TEXTE À LIRE
Cette mitre descend en pointe sur le front, en avant des oreilles. Dessous, les
visages sont étroits, avec des traits nets, une fine moustache. Le corps
svelte, presque sec, sans musculature apparente s'épanouit au-dessus d'un torse
serré par le magnifique mouvement des épaules. Le vêtement consiste en un
pagne court repassé entre les jambes; une boucle le tient sur le côté. Il présente
une innovation caractéristique: une poche sur la cuisse gauche, formée par les
pans flottants du pagne maladroitement drapés. Les bijoux sculptés
apparaissent. L'arc de soutien se maintient autour des ces oeuvres, mais on
trouve également des statues qui en sont débarrassées et ne possèdent plus
qu'un voile de pierre réservé à la partie inférieure, sur lequel les pieds
sont rendus en relief.
Parallèlement
d'assez belles statues féminines perpétuent la tradition de Sambor avec leur
poitrines généreuses, une taille mince, des épaules tombantes mais,
malheureusement, des visages ronds et inexpressifs. Leur jupe prend une découpe
en silhouette de cloche et ornée également d'une poche en relief sur le
devant, de plis verticaux médians et de plis obliques sur chaque cuisse. Ces
plis, au lieu d'être en relief, sont le plus souvent rendus par de simples
traits gravés, d'où une expression de moins en moins logique de la matière.
L’œuvre
la plus parfaite de toute cette période est le grand Hari-Hara du Prasat Andet
(Hari-hara, Prasat Andet, Kompong Thom, Cambodge.
Art Khmer; style de Prasat Andet : entre 657 et 681. Grès; 1.94m, Musée
National, Phnom Penh), qui a très justement donné son nom à ce
style. L'élégance, la pureté de ce jet de pierre en font sans nul doute l’œuvre
la plus belle de toute la statuaire khmère. Le rendu discret de la musculature,
en particulier des cuisses et du dos, atteste une science raffinée, cependant
que la stylisation de l'ensemble montre la maturité du sculpteur. Et l'on
admirera sans réserve que, si tôt, les artistes khmers soient parvenus à une
telle maîtrise.

DONNÉES FOURNIES

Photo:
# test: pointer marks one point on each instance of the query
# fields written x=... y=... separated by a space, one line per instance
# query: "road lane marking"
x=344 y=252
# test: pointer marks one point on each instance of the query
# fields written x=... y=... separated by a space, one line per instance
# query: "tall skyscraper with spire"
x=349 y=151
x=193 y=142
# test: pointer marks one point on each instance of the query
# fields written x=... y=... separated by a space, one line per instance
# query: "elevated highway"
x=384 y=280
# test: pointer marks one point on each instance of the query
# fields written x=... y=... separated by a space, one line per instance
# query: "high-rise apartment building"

---

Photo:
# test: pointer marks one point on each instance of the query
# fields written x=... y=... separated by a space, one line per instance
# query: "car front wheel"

CONSIGNES
[A] Relevez, dans le texte sur la statuaire khmère, tous les traits physiques attribués aux statues féminines qui perpétuent la tradition de Sambor.
[B] D'après le texte sur la statuaire khmère, dans quelle matière le grand Hari-Hara du Prasat Andet est-il sculpté, s'il vous plaît ?
[C] Rédigez la suite du texte sur la statuaire khmère, à partir de sa dernière phrase.

CORRIGÉ DE L'EXERCICE
[A] Poitrines généreuses, taille mince, épaules tombantes, visages ronds et inexpressifs.

[B] En grès.

[C]
Après
la mort de Jayavarman Ier, et peut-être parce qu'il disparut sans successeur,
le Tchen-la entre dans une période obscure qui s'étendra sur tout le VIIIe siècle
et durant laquelle l'anarchie politique semble l'avoir démantelé. Il se divisa
en Tchen-la de Terre et Tchen-la d'Eau, reprenant peut-être la division
initiale Tchen-la / Fou-nan. Seul le Tchen-la de Terre, centré autour de Sambor
du Mékong, conserva la structure d'un état. Ailleurs des princes divers et à
peine connus érigèrent au hasard de leur fortune autant de principautés dont
nous saisissons mal l'étendue et l'importance. Au demeurant leurs vicissitudes
ne nous concernent pas ici, d'autant plus qu'elles ont eu des conséquences néfastes
sur l'art dont le déclin n'est que trop visible.
Dans
le domaine de l'architecture les formes et le décor s'appauvrissent.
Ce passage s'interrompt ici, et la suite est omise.